The International Monetary Fund chief said Thursday the world economy is expected to grow less than 3 per cent this year, down from 3.4 per cent last year, increasing the risk of hunger and poverty globally.

Kristalina Georgieva said growth is expected to remain around 3 per cent for the next five years, calling it “our lowest medium-term growth forecast since 1990, and well below the average of 3.8 per cent from the past two decades.” She said slower growth would be a “severe blow,” making it even harder for low-income nations to catch up.

Read also: UN forecasts lower global economic growth for 2022 and 2023

“Poverty and hunger could further increase, a dangerous trend that was started by the COVID crisis,” she said.

Georgieva’s comments at a Politico event at the Meridian International Centre come ahead of next week’s spring meetings of the IMF and its sister lending agency, the World Bank, in Washington, where policymakers will convene to discuss the global economy’s most pressing issues.

Also read: Global trade growth to be sub-par in 2023: WTO

The annual gathering will take place as central banks around the world continue to raise interest rates to tame persistent inflation and as an ongoing debt crisis in emerging economies pushes debt burdens higher, preventing nations from growing.

The IMF head said persistently high interest rates, a series of bank failures in the US and Europe, and deepening geopolitical divisions are threatening global financial stability.

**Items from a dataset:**

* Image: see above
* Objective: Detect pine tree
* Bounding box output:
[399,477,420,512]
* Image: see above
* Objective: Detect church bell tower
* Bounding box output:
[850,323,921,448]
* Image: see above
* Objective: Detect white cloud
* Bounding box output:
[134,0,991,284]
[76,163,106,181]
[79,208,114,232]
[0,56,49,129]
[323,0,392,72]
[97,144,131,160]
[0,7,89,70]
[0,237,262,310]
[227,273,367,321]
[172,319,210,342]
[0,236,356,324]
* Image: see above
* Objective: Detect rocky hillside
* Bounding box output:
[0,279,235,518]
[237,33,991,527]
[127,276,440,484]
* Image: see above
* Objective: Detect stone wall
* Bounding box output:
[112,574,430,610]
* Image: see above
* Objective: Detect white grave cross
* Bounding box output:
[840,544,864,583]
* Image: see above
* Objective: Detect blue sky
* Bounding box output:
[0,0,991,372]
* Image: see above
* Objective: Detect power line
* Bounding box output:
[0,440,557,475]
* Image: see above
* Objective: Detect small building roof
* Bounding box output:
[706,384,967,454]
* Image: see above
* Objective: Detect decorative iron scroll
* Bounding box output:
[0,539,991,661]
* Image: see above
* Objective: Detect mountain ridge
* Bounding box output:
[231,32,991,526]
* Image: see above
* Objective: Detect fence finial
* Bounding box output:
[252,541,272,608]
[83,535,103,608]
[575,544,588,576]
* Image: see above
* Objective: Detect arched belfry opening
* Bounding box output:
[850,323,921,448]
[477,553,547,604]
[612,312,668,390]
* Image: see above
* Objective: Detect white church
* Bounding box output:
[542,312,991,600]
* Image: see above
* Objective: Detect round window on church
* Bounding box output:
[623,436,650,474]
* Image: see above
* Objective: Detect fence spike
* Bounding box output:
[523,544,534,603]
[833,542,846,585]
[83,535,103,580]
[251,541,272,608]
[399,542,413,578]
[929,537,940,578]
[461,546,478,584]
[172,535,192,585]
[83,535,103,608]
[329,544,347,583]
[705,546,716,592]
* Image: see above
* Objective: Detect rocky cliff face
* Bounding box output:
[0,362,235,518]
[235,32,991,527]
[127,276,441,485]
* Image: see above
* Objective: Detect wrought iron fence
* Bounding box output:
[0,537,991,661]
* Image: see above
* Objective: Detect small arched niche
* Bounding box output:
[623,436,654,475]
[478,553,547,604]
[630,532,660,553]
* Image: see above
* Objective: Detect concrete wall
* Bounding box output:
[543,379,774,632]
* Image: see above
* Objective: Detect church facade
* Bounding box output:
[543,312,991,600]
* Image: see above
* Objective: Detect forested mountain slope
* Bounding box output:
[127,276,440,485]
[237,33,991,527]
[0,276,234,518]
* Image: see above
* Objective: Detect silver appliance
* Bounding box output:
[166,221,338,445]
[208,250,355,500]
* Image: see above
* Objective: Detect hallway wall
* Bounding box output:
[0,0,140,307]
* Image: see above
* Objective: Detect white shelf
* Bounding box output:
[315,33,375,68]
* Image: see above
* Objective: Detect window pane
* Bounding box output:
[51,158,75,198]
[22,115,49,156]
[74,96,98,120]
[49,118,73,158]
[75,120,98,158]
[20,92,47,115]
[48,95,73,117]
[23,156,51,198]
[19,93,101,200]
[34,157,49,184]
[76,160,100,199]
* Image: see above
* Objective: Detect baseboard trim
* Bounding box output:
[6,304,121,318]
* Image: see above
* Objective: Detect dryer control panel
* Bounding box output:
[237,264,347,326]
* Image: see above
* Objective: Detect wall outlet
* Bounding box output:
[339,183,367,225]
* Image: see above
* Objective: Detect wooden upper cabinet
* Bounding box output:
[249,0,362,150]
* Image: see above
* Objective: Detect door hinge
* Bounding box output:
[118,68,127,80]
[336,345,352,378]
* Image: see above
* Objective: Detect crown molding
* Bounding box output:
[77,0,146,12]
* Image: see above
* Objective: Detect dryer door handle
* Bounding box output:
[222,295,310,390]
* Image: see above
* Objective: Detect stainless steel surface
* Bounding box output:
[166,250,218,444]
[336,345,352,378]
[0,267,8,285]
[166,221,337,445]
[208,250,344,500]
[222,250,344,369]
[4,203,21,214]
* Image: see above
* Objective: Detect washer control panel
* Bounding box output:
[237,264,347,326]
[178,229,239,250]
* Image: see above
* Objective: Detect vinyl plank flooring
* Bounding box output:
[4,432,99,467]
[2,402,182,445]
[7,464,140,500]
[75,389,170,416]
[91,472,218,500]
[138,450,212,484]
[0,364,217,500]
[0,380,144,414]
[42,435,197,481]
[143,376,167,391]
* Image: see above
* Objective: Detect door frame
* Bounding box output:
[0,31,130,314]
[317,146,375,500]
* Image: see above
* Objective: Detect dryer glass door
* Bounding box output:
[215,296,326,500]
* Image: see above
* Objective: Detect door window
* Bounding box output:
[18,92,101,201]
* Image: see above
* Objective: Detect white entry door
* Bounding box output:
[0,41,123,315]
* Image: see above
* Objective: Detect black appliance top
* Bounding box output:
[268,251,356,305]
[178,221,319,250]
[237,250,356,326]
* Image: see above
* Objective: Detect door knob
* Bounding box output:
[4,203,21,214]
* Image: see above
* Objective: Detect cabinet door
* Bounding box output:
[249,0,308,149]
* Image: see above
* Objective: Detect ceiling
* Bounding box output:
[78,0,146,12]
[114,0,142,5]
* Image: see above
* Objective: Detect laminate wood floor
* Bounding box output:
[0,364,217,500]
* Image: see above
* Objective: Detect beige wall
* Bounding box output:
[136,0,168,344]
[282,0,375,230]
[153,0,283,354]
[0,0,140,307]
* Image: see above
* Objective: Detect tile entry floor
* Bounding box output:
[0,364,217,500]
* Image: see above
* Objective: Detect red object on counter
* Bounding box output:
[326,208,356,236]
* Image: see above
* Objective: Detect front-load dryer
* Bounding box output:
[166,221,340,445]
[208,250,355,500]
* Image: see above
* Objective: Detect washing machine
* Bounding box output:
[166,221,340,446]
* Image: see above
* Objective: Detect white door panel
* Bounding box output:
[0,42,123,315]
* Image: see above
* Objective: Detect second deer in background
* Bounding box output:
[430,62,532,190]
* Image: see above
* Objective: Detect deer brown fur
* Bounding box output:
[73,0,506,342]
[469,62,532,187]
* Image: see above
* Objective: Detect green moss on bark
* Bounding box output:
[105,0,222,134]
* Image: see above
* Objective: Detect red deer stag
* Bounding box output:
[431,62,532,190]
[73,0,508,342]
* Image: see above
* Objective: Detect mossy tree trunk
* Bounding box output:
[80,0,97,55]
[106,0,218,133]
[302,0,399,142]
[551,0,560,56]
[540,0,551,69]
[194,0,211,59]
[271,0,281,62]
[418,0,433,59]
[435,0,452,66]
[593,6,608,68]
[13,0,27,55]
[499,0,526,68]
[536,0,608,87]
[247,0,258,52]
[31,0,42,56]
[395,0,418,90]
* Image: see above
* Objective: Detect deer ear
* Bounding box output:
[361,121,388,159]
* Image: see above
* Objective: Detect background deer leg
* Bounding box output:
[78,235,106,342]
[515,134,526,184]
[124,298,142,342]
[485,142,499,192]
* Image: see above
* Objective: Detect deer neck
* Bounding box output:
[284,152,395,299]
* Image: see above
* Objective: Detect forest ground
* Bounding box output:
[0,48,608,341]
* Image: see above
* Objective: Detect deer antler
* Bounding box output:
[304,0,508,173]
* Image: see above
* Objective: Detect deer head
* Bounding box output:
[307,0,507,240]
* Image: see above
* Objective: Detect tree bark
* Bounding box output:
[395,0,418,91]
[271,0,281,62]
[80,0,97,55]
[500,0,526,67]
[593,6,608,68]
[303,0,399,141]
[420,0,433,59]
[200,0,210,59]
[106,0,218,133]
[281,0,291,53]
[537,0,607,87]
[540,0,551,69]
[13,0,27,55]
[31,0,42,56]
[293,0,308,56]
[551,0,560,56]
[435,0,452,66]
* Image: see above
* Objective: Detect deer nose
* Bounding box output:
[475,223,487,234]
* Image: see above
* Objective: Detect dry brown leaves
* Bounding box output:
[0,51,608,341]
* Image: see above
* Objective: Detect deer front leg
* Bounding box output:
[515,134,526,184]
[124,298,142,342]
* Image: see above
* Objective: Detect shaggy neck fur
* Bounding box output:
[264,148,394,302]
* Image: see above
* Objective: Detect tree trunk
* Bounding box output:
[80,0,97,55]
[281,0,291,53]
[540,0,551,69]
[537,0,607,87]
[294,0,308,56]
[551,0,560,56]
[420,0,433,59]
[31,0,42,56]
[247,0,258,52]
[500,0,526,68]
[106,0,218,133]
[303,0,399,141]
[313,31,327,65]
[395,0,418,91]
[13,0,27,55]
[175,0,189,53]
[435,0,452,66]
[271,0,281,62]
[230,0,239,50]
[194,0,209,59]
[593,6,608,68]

**What you are asked to do:** Could you rewrite the passage of the IMF growth forecast report starting with "Also read: Global" and going on through "nations from growing.", replacing "central banks" with "monetary authorities"?

**Result for this exercise:**
Also read: Global trade growth to be sub-par in 2023: WTO

The annual gathering will take place as monetary authorities around the world continue to raise interest rates to tame persistent inflation and as an ongoing debt crisis in emerging economies pushes debt burdens higher, preventing nations from growing.